### What needs to be done
Switch "marker" to "dot" in the lines from the one containing "Where can the group" through the one containing "<point>18,82</point>", and give back only those lines with everything else unchanged.

### Records supplied
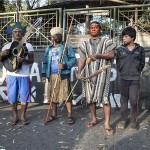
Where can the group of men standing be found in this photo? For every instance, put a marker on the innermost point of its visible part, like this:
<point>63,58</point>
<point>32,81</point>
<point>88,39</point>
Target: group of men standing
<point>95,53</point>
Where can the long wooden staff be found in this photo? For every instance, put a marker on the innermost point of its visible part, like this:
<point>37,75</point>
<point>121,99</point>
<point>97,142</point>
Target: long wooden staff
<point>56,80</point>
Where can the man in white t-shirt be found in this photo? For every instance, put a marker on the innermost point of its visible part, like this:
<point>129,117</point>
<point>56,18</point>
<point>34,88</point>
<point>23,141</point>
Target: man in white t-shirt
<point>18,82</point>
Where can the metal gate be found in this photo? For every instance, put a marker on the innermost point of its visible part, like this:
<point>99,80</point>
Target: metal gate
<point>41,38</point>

...

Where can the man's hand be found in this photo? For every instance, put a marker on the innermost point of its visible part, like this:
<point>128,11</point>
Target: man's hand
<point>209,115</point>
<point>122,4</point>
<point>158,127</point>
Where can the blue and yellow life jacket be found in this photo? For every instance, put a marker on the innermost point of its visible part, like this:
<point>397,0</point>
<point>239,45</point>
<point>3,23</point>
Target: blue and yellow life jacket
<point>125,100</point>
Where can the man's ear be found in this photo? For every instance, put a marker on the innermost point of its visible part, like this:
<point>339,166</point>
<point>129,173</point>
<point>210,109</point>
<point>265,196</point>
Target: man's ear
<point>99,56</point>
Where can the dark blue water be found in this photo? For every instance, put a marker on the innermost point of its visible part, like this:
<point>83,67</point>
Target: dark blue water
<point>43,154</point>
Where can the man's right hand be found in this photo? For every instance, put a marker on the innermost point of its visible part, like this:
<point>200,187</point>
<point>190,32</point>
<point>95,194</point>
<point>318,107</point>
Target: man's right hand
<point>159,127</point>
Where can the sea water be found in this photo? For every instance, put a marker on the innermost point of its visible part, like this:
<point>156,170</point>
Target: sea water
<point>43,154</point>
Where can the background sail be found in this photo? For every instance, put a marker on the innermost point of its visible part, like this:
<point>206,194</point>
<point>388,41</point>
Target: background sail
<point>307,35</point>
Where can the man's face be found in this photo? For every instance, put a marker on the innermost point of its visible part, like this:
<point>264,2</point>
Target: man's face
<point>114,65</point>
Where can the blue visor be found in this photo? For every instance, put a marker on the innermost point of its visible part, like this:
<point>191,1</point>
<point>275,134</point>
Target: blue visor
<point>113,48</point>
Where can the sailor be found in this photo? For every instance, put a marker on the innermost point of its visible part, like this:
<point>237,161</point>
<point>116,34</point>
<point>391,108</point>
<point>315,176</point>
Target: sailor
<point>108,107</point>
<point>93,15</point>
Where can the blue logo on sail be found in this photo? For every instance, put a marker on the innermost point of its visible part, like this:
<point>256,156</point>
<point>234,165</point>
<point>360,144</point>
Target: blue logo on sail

### Answer to this problem
Where can the group of men standing be found in this photo? For every instance, put a dot on the innermost point of its visible part, like this:
<point>63,58</point>
<point>32,81</point>
<point>88,39</point>
Target: group of men standing
<point>95,53</point>
Where can the long wooden staff be found in this photo? For every instance, put a dot on the innermost point of its visible part, like this:
<point>37,75</point>
<point>121,99</point>
<point>97,142</point>
Target: long wooden staff
<point>56,80</point>
Where can the man in white t-shirt be found in this photo? For every instance, put a dot on the innermost point of its visible part, like this:
<point>129,117</point>
<point>56,18</point>
<point>34,88</point>
<point>23,141</point>
Target: man in white t-shirt
<point>18,82</point>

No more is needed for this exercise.